According to the news article on Texas higher education after COVID-19, how many students did state investments such as emergency financial aid keep enrolled?

DOCUMENT PASSAGE:
== == ==
Texas education leaders say COVID-19 has altered higher education standards, delivery

Tori Duff, News Reporter

The pandemic has sparked new innovations and mentalities around how Texas approaches higher education, state education experts said during a virtual event Friday.

As part of this year’s Texas Tribune festival, three state experts discussed the future of higher education in Texas, how students were impacted by COVID-19, and how the state is evolving to meet the needs of universities and K-12 schools during a webinar titled “Higher Ed After COVID.”

“(The pandemic) did dramatically accelerate innovation and educational delivery across all our higher education institutions — there’s more digital offerings, more flexible offerings,” said Harrison Keller, the Texas Higher Education commissioner.

The experts agreed students will not receive higher education in the “normal” way after the pandemic.

“We are seeing that it might one day be education on demand,” said Renu Khator, president of Houston University. “Our global reach has really extended. We have students who couldn’t come (to the U.S.) because of visa issues, but we were still able to deliver them education.”

One of the largest educational concerns is that students in both K-12 and higher education are falling behind in learning and specialized skills, said Margaret Spellings, the president and CEO of Texas 2036, an organization working to ensure the future workforce are gaining essential skills.

Spellings said the state is working to create a stronger dialogue between higher education institutions and employers to better prepare students to have the necessary skills to enter the workforce.

Keller said tens of thousands of students were at risk of being disenrolled in fall 2020 due to changing family situations and issues paying bills. Keller said investments by the state such as emergency financial aid allowed Texas to keep more than 60,000 students across the state enrolled.

However, Texas saw a large drop-off in the enrollment of both low-income and male students in 2020, Keller said, while the enrollment of high school graduates dropped by about 6.5%. He said Texas expects those levels to improve when enrollment data for fall 2021 is released.

“These aren’t the kinds of things that just snap back,” Keller said. “As folks get vaccinated and we do get back to normal, we’re gonna feel the effects for a while, and so it’s gonna be important that we work together with the institutions and with employers to reengage students to get back into the pipeline.”

Khator said the University of Houston and other Texas universities saw a large increase in demand for mental health resources during the pandemic.

“The good thing now is we are able to reach out to students virtually, which means our reach has expanded, the wait times have decreased and our help has increased,” Khator said.

Khator said the most important thing higher education officials can do to support students is to have flexibility and compassion for their struggles.

“We have to make sure we can educate people, we can inform people, we can plead with them and we can incentivize them to make sure that they’ll consider the vaccine and they’ll wear masks,” Khator said.
== == ==
THE DATA:

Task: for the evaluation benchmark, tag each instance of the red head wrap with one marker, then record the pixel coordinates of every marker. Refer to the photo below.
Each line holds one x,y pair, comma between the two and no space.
== == ==
TASK SOLUTION:
More than 60,000 students across the state.